----- Exercise inputs -----

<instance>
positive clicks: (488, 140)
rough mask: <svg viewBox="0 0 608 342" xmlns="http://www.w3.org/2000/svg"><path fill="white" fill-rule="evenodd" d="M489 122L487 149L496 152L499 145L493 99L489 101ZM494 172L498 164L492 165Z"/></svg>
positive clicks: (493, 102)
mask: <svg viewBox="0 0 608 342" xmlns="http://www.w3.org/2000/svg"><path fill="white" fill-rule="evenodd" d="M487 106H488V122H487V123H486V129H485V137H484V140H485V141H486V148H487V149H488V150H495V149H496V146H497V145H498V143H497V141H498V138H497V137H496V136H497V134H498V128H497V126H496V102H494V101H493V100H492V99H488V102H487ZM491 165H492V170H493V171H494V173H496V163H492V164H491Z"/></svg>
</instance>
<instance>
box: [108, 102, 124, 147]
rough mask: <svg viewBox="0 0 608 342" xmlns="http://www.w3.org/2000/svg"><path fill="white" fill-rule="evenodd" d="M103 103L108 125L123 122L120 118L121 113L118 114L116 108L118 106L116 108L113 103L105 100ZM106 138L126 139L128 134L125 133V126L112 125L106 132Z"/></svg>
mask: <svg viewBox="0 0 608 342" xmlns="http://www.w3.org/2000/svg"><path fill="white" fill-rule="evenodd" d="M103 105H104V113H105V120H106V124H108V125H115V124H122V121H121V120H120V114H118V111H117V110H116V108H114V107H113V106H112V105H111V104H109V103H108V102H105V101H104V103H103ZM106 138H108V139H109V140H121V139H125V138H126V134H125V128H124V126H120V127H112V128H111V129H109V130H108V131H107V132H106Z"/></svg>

-----

To do: What you give back must match the records word for word.

Response area:
<instance>
positive clicks: (488, 140)
rough mask: <svg viewBox="0 0 608 342" xmlns="http://www.w3.org/2000/svg"><path fill="white" fill-rule="evenodd" d="M489 122L487 149L496 152L499 145L493 99L489 101ZM494 172L498 164L492 165Z"/></svg>
positive clicks: (493, 102)
mask: <svg viewBox="0 0 608 342" xmlns="http://www.w3.org/2000/svg"><path fill="white" fill-rule="evenodd" d="M487 106H488V122H487V123H486V129H485V137H484V140H485V141H486V148H487V149H488V150H495V149H496V146H497V145H498V143H497V141H498V138H497V137H496V136H497V134H498V128H497V126H496V102H494V101H493V100H492V99H488V102H487ZM491 165H492V170H493V171H494V173H496V163H492V164H491Z"/></svg>
</instance>
<instance>
box: [108, 102, 124, 147]
rough mask: <svg viewBox="0 0 608 342" xmlns="http://www.w3.org/2000/svg"><path fill="white" fill-rule="evenodd" d="M103 103L108 125L123 122L120 118L121 113L118 114L116 108L118 106L116 108L113 103L105 100ZM106 138L126 139L128 134L125 133V126L112 125L106 132Z"/></svg>
mask: <svg viewBox="0 0 608 342" xmlns="http://www.w3.org/2000/svg"><path fill="white" fill-rule="evenodd" d="M103 105H104V113H105V120H106V124H108V125H115V124H122V121H121V120H120V114H118V111H117V110H116V108H114V107H113V106H112V105H111V104H109V103H108V102H105V101H104V103H103ZM106 138H108V139H109V140H121V139H125V138H126V134H125V128H124V126H120V127H112V128H111V129H109V130H108V131H107V132H106Z"/></svg>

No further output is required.